→ EXERCISE
Continue the study abstract below about gold nanoparticles coated with trimethyl chitosan for delivering EGFR-siRNA to breast cancer cells, starting right after its last sentence.

→ DOCUMENT EXCERPT
Trimethyl-Chitosan Coated Gold Nanoparticles Enhance Delivery, Cellular Uptake and Gene Silencing Effect of EGFR-siRNA in Breast Cancer Cells

Abstract

Purpose: Despite the promising therapeutic effects of gene silencing with small interfering RNAs (siRNAs), the challenges associated with delivery of siRNAs to the tumor cells in vivo, has greatly limited its clinical application. To overcome these challenges, we employed gold nanoparticles modified with trimethyl chitosan (TMC) as an effective delivery carrier to improve the stability and cellular uptake of siRNAs against epidermal growth factor receptor (EGFR) that is implicated in breast cancer. Methods: AuNPs were prepared by the simple aqueous reduction of chloroauric acid (HAuCl₄) with ascorbic acid and coated with synthesized TMC. EGFR-siRNA was then complexed with the AuNPs-TMC via electrostatic interaction to make AuNPs-TMC/EGFR-siRNA with a w/w ratio of 10:1. Nanoparticles were assessed for physicochemical characteristics and in vitro cellular behavior on MCF-7 breast cancer cell line. Results: Spherical and positively charged AuNPs-TMC (67 nm, +45 mV) were successfully complexed with EGFR-siRNA (82 nm, +11 mV) which were able to retard the gene migration completely. Confocal microscopy and flow cytometry analysis demonstrated complete cellular uptake of Cy5 labeled AuNPs-TMC in the MCF-7 cells after 4 h incubation. MTT test after 48 h incubation showed that the AuNPs-TMC were safe but when combined with EGFR-siRNA exert significant cytotoxicity while the cell viability was about 50%. These nanocomplexes also showed a high gene expression knockdown (86%) of EGFR and also a high apoptosis rate (Q2 + Q3 = 18.5%) after 24 h incubation. Conclusion: This study suggests that the simply synthesized AuNPs-TMC are novel, effective, and promising nanocarriers for siRNA delivery, and AuNPs-TMC/EGFR-siRNA appears to be a potential therapeutic agent for breast cancer treatment.

→ DATA FOR REVIEW
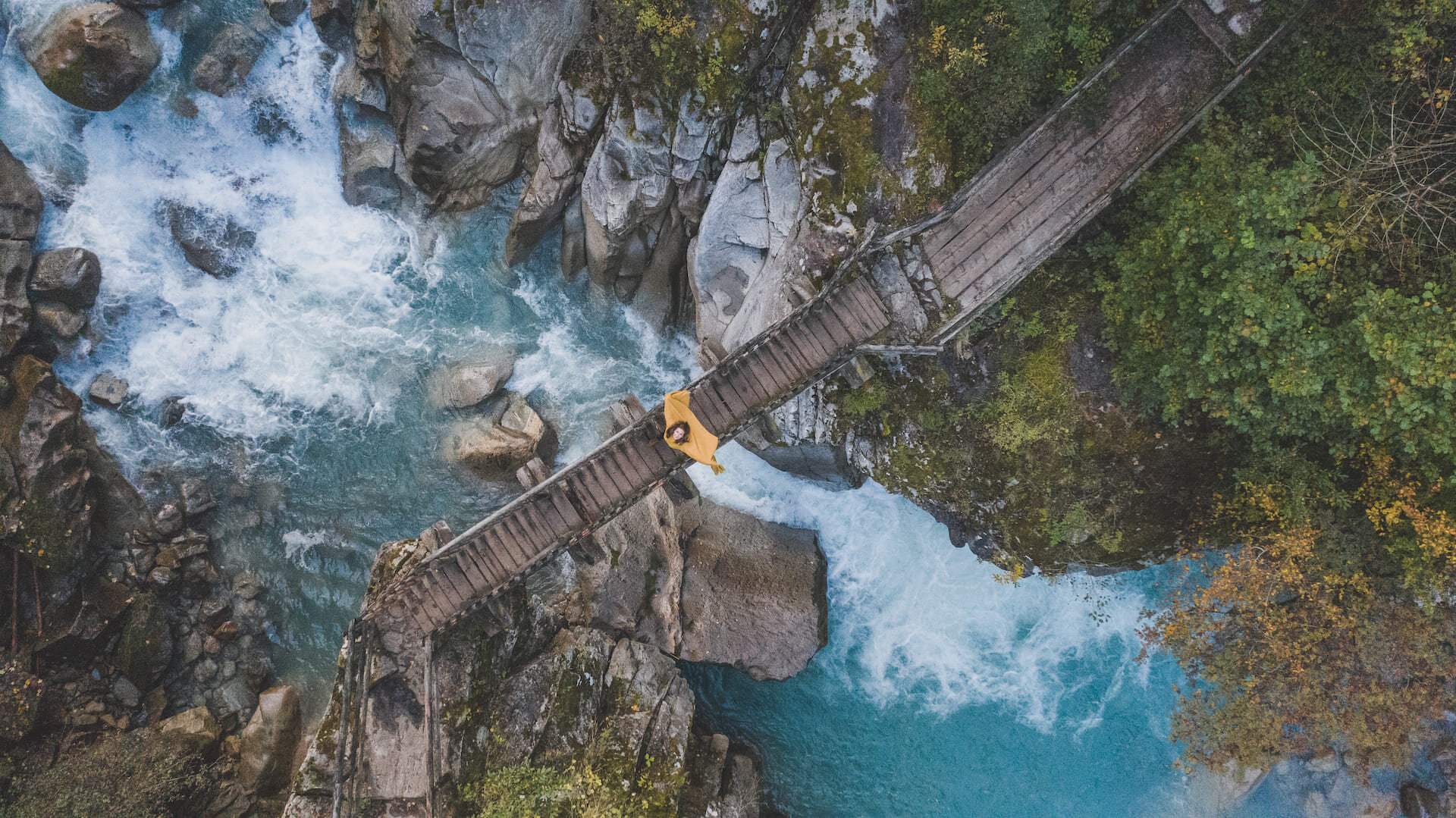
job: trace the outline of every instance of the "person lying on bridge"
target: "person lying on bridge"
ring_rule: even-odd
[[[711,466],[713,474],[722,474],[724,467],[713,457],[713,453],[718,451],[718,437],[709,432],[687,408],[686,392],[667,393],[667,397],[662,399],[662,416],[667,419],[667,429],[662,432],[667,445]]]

--

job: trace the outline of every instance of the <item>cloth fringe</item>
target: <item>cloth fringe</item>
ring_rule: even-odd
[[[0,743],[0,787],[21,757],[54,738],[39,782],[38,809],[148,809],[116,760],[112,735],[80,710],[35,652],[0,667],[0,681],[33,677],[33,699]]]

→ ANSWER TO THIS PROBLEM
Keywords: EGFR-siRNA; breast cancer; gold nanoparticles (AuNPs); siRNA delivery; trimethyl chitosan (TMC).

FIGURE 1

Synthesis and characterization of the AuNPs-TMC: (A) FTIR spectrum of TMC. (B) NMR Spectrum of TMC. (C) UV–Vis spectrum of AuNPs and AuNPs-TMC. (D) TEM image of AuNPs. (E) TEM image of AuNPs-TMC. (F) SEM image of AuNPs-TMC.

FIGURE 2

Stability, release profile and cellular uptake of AuNPs-TMC/siRNA. (A) Agarose gel electrophoresis for naked siRNA and different w/w ratios of AuNPs-TMC/siRNA. (B) Release Profile of siRNA from AuNPs-TMC/siRNA in 10:1 w/w ratio in 10% FBS aqueous media at 37°C. The percentage of free siRNA was measured at 0, 1, 2, 4, 6, and 24 h time points, data are presented as mean ± SD of triplicates. Cellular uptake of AuNPs-TMC/Cy5-labeled siRNA (w/w ratio 10:1) in MCF-7 cells after 4 h incubation. (C) Confocal microscopy images (The cell nuclei were stained by DAPI). (D) Flow cytometry analysis; which is shown in histogram with the X-axis indicating the mean fluorescence intensity and the Y-axis indicating the cell count.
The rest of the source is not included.